# GIVEN PASSAGE
[FFmpeg-devel] [RFC] 5 year plan & Inovation

Paul B Mahol onemda at gmail.com
Sun May 5 12:18:30 EEST 2024


On Sun, May 5, 2024 at 10:14 AM Rémi Denis-Courmont <remi at remlab.net> wrote:

> Le lauantaina 4. toukokuuta 2024, 23.35.34 EEST Michael Niedermayer a
> écrit :
> > now compare to the linux kernel
> > It uses mailing lists
>
> Sorry but that is at best misleading, and at worse, plain wrong.
>
> The top-level work flow for the Linux kernel is neither mailing list, nor
> web
> forge, but CLI pull/merge. The mailing list is used to discuss and to
> notify
> pending merge requests.
>
> As far as I know, some subgroups still use mailing list for actual patch
> submission and review, and some subgroups have already switched to web
> forges.
> And there are people complaining about the difficulty and exclusivity of
> the
> mailing list-based flow.
>
> > linux is not affraid to innovate to abadon tradition where new things
> > need to be tried.
>
> Well, yes, and accordingly some of the Linux maintainers have switched to
> web
> forges, AFAIU.
>
> > linux is strong as ever
>
> This is hardly a point of comparison. Linux gets support from hardware
> design
> and vending companies as well as from large users. Linux is pretty much an
> exception more than a rule in the overall OSS ecosystem.
>
> If you want to compare FFmpeg, take a low-level middleware project of
> similar
> age and size. For instance, QEMU switched to Gitlab.com a few years ago.
>
> > If you want to be like linux you need to be like linux.
>
> FFmpeg cannot and never will be like Linux. This is a silly argument.
> Nobody
> suggested moving FFmpeg to a tiered merge flow like what Linus Torvalds
> uses.
> The scale and scope of Linux is just so much larger.
>

Merge SDR into FFmpeg, FFmpeg scale and scope, suddenly becomes now much
higher than it was before.

# OBJECTIVE 1
Display every line of the listing below that contains the string "storm". Case counts.

# DATA SHOWN
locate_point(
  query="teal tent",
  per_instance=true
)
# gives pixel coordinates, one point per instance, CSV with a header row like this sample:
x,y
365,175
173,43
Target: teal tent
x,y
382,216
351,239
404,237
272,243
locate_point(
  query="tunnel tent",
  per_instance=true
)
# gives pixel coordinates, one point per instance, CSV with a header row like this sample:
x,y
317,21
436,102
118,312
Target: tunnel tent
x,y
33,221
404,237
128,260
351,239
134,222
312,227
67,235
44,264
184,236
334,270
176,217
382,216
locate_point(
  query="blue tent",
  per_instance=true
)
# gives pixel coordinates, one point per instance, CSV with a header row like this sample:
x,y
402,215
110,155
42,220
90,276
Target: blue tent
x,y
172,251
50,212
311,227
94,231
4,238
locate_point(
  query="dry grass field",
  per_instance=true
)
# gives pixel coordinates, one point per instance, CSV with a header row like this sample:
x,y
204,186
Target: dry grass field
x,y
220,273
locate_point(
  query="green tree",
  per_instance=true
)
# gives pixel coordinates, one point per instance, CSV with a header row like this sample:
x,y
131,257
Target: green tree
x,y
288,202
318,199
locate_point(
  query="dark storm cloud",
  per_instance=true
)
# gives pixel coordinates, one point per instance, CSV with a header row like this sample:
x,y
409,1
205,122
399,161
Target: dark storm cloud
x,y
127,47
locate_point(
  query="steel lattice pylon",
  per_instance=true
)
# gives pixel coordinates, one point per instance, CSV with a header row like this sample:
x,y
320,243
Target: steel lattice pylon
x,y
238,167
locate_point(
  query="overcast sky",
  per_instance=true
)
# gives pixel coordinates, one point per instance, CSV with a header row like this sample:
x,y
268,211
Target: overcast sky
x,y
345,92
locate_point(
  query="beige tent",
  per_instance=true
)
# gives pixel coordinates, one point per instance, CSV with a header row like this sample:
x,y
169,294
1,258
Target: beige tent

# OBJECTIVE 2
According to the FFmpeg-devel message, which project switched to Gitlab.com a few years ago?

# EXERCISE ANSWER 1
  query="dark storm cloud",
Target: dark storm cloud

# EXERCISE ANSWER 2
QEMU.